Document segment →

In high school, Sanger played piano, did cross country running and cross-country skiing, was a champion debater, and completed his graduation requirements a year early. According to The Atlantic, Sanger "excelled in high school" and "fits the profile of almost every Internet early adopter: he’d been a good student, played Dungeons & Dragons, and tinkered with PCs as a youth". After graduating from high school he enrolled at Reed College, beginning in the fall of 1986, majoring in philosophy.

In college, Sanger became interested in the Internet and its potential as a publishing outlet. He set up a listserver as a medium for students and tutors to meet for tutoring and "to act as a forum for discussion of tutorials, tutorial methods, and the possibility and merits of a voluntary, free network of individual tutors and students finding each other via the Internet for education outside the traditional university setting". He started and moderated a libertarian philosophy discussion list, the Association for Systematic Philosophy. In 1994, Sanger wrote a manifesto for the discussion group:
The history of philosophy is full of disagreement and confusion. One reaction by philosophers to this state of things is to doubt whether the truth about philosophy can ever be known, or whether there is any such thing as the truth about philosophy. But there is another reaction: one may set out to think more carefully and methodically than one's intellectual forebears.

Exercise aim → In the passage about Sanger's schooling, what was the name of the philosophy discussion list he started and moderated in college?

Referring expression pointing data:

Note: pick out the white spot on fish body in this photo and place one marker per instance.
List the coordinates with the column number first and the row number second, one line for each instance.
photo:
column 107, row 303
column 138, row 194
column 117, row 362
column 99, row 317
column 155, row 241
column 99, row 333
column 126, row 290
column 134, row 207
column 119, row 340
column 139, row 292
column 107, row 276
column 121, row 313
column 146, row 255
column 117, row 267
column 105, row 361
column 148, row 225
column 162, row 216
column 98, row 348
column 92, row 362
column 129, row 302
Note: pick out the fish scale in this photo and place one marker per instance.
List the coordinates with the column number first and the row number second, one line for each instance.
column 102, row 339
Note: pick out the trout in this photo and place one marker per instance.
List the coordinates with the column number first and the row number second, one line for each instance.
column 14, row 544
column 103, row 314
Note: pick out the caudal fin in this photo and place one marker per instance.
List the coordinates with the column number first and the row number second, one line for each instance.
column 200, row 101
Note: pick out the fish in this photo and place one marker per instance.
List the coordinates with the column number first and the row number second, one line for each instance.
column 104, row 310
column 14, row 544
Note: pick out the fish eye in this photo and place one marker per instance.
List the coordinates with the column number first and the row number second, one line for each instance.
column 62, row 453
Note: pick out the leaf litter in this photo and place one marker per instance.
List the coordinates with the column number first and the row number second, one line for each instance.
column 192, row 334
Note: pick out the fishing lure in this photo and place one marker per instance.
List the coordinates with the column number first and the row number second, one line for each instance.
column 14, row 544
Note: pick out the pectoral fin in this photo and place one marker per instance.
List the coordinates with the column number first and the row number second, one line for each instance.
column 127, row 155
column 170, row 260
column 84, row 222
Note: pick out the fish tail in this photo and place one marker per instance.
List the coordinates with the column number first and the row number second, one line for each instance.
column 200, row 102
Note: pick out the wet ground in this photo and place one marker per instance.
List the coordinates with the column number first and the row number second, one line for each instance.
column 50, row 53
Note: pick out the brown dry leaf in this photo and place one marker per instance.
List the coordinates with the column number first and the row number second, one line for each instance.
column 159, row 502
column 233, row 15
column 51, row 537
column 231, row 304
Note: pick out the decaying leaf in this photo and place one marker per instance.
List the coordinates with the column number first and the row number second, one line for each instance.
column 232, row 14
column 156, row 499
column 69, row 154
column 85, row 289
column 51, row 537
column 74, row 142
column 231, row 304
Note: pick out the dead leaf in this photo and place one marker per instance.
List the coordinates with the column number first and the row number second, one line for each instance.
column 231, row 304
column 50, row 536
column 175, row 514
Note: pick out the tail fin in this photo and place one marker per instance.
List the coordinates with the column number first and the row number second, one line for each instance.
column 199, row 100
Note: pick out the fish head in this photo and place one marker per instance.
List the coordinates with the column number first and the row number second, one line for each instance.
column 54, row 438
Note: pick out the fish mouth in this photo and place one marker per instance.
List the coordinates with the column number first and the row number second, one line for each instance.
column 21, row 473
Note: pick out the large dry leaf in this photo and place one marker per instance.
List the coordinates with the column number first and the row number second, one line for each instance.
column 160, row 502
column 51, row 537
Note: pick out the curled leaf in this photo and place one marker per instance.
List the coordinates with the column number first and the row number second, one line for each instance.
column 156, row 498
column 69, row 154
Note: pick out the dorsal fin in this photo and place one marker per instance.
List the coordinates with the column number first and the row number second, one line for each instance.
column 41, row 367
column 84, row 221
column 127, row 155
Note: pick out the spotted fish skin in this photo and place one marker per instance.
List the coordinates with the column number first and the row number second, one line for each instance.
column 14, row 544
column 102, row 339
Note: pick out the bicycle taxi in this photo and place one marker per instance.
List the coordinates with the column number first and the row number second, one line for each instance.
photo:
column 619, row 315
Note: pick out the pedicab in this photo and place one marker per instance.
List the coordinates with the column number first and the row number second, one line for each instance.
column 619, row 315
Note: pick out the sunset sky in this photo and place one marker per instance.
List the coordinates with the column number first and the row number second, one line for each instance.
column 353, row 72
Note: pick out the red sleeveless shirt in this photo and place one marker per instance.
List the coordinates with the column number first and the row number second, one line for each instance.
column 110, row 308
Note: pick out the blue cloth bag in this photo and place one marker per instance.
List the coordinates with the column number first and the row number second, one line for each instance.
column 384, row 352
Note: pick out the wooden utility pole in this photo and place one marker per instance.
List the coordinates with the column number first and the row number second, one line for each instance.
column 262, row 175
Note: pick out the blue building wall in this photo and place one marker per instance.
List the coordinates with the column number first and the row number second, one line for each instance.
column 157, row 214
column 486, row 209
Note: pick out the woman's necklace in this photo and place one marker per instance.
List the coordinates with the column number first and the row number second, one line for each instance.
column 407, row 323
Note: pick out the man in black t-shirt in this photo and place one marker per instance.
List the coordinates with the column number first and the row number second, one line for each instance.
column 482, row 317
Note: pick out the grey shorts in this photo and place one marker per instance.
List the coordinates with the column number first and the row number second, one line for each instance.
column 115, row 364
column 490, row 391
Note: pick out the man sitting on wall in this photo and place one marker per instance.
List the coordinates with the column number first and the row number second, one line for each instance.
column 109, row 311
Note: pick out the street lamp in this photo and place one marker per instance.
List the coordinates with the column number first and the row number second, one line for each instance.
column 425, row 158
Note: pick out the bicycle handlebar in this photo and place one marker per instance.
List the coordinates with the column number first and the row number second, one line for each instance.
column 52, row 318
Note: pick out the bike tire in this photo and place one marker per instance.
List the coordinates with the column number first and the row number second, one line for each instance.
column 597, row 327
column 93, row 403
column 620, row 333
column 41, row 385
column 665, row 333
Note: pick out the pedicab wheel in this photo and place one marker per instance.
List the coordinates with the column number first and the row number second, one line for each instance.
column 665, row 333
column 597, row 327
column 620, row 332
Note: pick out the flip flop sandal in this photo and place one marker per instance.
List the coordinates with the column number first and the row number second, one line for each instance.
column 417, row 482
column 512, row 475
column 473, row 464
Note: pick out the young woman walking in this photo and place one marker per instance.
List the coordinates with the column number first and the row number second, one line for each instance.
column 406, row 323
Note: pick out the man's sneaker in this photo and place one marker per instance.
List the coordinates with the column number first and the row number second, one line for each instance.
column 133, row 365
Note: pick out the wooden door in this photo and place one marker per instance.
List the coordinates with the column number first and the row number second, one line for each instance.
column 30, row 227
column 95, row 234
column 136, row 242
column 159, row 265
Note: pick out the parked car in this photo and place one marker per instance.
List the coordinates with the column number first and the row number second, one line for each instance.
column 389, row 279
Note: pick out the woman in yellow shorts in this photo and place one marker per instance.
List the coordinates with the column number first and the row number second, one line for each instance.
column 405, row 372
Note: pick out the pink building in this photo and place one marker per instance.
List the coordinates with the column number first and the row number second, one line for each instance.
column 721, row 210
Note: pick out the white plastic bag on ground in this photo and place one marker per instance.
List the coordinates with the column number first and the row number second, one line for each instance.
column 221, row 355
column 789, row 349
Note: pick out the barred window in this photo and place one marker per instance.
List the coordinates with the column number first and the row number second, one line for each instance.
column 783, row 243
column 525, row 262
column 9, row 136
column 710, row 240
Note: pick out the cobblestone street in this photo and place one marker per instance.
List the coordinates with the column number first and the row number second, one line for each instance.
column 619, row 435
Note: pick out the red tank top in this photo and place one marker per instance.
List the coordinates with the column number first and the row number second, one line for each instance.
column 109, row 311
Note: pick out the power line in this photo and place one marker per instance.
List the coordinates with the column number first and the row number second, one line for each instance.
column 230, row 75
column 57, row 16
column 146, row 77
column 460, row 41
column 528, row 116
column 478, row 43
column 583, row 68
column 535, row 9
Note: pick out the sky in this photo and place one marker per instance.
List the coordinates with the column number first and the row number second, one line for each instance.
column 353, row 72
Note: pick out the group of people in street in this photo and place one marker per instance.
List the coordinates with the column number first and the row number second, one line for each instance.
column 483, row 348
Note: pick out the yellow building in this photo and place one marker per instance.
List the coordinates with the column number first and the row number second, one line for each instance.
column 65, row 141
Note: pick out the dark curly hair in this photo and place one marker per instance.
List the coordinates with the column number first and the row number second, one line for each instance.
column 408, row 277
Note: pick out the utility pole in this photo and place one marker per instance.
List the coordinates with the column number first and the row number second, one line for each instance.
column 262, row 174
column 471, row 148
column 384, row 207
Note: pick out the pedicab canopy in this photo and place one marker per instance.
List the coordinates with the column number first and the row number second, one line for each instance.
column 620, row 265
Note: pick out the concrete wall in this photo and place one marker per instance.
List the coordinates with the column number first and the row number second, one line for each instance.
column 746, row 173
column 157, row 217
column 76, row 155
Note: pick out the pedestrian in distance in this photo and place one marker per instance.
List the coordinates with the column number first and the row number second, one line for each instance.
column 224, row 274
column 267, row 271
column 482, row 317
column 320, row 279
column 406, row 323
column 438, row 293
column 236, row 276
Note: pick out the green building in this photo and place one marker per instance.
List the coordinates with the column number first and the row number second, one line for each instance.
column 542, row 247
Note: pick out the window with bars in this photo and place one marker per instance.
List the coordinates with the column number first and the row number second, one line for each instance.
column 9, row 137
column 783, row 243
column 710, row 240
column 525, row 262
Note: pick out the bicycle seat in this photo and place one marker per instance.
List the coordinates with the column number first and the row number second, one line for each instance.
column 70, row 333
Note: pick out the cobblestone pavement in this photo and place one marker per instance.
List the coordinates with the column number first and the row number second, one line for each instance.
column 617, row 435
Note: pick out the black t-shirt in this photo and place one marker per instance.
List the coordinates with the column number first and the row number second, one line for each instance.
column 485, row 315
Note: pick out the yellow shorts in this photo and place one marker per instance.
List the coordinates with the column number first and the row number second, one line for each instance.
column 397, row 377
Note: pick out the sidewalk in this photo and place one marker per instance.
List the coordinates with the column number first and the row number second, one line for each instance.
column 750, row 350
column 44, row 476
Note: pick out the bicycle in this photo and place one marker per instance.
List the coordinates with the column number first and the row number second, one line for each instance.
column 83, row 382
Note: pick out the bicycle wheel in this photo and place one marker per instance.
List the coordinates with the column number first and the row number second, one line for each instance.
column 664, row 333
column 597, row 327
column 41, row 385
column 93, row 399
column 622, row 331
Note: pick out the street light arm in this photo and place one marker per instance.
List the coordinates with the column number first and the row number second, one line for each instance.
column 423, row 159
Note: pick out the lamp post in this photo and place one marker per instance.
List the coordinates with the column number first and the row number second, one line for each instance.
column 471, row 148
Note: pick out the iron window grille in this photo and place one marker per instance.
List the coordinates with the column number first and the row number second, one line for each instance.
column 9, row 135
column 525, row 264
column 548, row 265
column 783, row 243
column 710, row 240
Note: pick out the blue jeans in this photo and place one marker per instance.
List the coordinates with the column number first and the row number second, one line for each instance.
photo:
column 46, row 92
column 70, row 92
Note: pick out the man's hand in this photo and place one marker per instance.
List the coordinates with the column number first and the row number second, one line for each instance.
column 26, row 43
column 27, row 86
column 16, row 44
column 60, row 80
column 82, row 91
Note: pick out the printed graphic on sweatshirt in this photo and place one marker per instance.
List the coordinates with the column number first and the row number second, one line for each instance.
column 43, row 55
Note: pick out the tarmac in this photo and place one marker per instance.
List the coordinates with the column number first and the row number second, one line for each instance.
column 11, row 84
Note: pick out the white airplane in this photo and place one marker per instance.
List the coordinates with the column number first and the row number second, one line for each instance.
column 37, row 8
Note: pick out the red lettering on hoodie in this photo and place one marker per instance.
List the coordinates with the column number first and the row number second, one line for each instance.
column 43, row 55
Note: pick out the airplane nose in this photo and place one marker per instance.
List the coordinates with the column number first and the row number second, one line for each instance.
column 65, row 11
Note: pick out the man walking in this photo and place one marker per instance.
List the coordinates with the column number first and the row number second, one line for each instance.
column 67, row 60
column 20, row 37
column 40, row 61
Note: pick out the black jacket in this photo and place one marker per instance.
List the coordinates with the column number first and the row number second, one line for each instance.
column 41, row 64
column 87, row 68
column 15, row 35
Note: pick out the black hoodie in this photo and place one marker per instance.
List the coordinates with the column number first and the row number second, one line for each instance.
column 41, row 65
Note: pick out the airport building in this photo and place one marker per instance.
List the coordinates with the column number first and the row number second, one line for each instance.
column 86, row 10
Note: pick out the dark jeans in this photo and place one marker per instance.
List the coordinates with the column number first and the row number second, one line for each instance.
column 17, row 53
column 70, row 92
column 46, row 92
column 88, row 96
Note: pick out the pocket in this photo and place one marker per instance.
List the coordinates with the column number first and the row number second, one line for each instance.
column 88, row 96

Answer box → The Association for Systematic Philosophy.